EXCERPTED TEXT:

Now, the good thing is that if you start your jetty specifying the 
"org.mortbay.util.URI.charset" system property, it will use that one as 
the charset used for decoding URLs.

So, by putting in "-Dorg.mortbay.util.URI.charset=UTF-8" we get the 
expected behavior.

How about setting it up as the default behavior for Cocoon's internal 
Jetty distro?

	Pier


Re: [Help]How can I use non-ascii file name?

Posted by Pier Fumagalli <pi...@betaversion.org>.
References to non-hack:

http://www.w3.org/International/O-URL-and-ident

	Pier

On 16 Aug 2004, at 14:02, Pier Fumagalli wrote:

> Ok, I tracked the sucker down... It's the servlet container... They  
> all decode the stupid URL using ISO-8859-1... And therefore, utterly  
> incompatible with 3/4 of the non-english-speaking world...
>
> At best, I was able to _HACK_ the whole thing through, by getting the  
> path info in this way:
>
> <WARNING note="shit-code-follows">
>
> new String(request.getPathInfo().getBytes("ISO-8859-1"),"UTF-8"));
>
> </WARNING>
>
> Therefore, I get the BYTES of the path-info string as if they were in  
> ISO-8859-1, and re-create a new string by taking those bytes and  
> forcing them to be in UTF-8...
>
> Niiiiiiiiiiiiiiiiiiice!
>
> Note that this stupidity also happens with accented letters (that for  
> us Italians is a big p-i-t-a).
>
> I'll see why this happens in Jetty, I'll poke Jen and Greg to have  
> either a fix, or an explaination and workaround... For now, brrrr, I  
> think that the hack is the only way to go...
>
> Oh, I checked it also on Tomcat. Same problem there as well...
>
> 	Pier
>
>
>
> On 16 Aug 2004, at 12:05, Marc Portier wrote:
>
>> Pier,
>>
>>
>> As a coincidence we recently (last week) had a similar post on  
>> xreporter-list (which uses cocoon)
>>
>> Bad news is that I didn't track it down to the bottom yet, just some  
>> findings below:
>> (in fact the odd-char-in-filename for map:read and map:mount was one  
>> of the first things I was going to test, seems I'm already presented  
>> with the results)
>>
>>
>> what I did find already was this:
>>
>> Cocoon's Request.getSitemapURI() will return an assembly of  
>> javax.servlet.http.HttpServletRequest.getServletPath()

DIRECTIONS:
1. Repeat the mailing list thread word for word, starting at "So, by putting" and continuing down to "Pier Fumagalli <pi...@betaversion.org>.".
2. Translate this sentence from the mailing list thread into Spanish: "Oh, I checked it also on Tomcat."
The data after this mailing list thread is not needed for anything here.

DATASET EXCERPT:
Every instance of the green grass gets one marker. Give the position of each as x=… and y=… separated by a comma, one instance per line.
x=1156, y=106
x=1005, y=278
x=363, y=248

LIST OF SOLUTIONS:
1.
So, by putting in "-Dorg.mortbay.util.URI.charset=UTF-8" we get the 
expected behavior.

How about setting it up as the default behavior for Cocoon's internal 
Jetty distro?

	Pier


Re: [Help]How can I use non-ascii file name?

Posted by Pier Fumagalli <pi...@betaversion.org>.

2. Ah, también lo comprobé en Tomcat.